Position identification records:
┌──
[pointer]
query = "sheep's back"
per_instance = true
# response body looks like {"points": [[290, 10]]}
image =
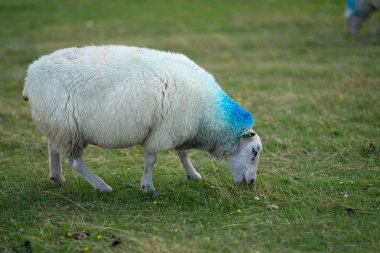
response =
{"points": [[117, 97]]}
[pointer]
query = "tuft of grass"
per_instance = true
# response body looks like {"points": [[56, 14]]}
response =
{"points": [[313, 89]]}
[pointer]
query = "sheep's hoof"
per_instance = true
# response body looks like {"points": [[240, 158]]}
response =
{"points": [[196, 176], [58, 180], [104, 188]]}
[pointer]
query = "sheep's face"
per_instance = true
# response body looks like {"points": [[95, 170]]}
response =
{"points": [[244, 161]]}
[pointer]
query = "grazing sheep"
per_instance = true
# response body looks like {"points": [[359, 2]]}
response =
{"points": [[357, 11], [119, 96]]}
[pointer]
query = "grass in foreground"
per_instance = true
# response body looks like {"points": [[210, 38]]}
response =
{"points": [[313, 89]]}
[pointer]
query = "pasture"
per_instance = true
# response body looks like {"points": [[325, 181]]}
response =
{"points": [[313, 89]]}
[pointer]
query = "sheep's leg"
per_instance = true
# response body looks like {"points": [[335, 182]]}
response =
{"points": [[190, 171], [96, 182], [55, 165], [147, 178]]}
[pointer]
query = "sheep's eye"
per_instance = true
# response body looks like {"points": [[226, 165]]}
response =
{"points": [[248, 135]]}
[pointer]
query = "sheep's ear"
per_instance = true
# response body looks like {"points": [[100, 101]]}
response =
{"points": [[248, 133]]}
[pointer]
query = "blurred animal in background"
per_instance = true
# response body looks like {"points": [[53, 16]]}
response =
{"points": [[357, 11]]}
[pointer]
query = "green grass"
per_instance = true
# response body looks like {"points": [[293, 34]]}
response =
{"points": [[313, 89]]}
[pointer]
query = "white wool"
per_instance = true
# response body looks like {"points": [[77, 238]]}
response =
{"points": [[119, 96]]}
└──
* WORK TO COMPLETE:
Copy every one of the entries above word for word, but leave the pictures out.

* RESPONSE:
[pointer]
query = "sheep's back"
per_instance = true
# response body looks like {"points": [[290, 10]]}
image =
response =
{"points": [[117, 97]]}
[pointer]
query = "tuft of grass"
per_instance = true
# response body looks like {"points": [[56, 14]]}
response =
{"points": [[313, 89]]}
[pointer]
query = "sheep's hoof"
per_instance = true
# response body looks like {"points": [[240, 158]]}
response =
{"points": [[196, 176], [58, 180], [104, 188]]}
[pointer]
query = "sheep's face"
per_instance = true
# response body looks like {"points": [[95, 170]]}
response =
{"points": [[244, 161]]}
[pointer]
query = "grazing sheep"
per_instance = true
# response body looks like {"points": [[359, 2]]}
response =
{"points": [[357, 11], [119, 96]]}
[pointer]
query = "grass in foreground"
per_instance = true
# response body looks like {"points": [[210, 38]]}
response =
{"points": [[313, 89]]}
[pointer]
query = "pasture"
per_instance = true
# response body looks like {"points": [[325, 181]]}
response =
{"points": [[313, 89]]}
[pointer]
query = "sheep's leg"
per_instance = true
# response body looks like {"points": [[335, 182]]}
response =
{"points": [[190, 171], [96, 182], [55, 165], [147, 178]]}
[pointer]
query = "sheep's eye"
per_instance = true
# response body looks like {"points": [[226, 165]]}
response =
{"points": [[248, 135]]}
[pointer]
query = "sheep's ear"
per_instance = true
# response body looks like {"points": [[100, 101]]}
response =
{"points": [[248, 133]]}
[pointer]
query = "blurred animal in background"
per_instance = true
# response body looks like {"points": [[53, 16]]}
response =
{"points": [[357, 11]]}
[pointer]
query = "green grass"
per_instance = true
# response body looks like {"points": [[293, 34]]}
response =
{"points": [[313, 89]]}
[pointer]
query = "white wool"
per_instance = true
# response body looks like {"points": [[77, 238]]}
response =
{"points": [[119, 96]]}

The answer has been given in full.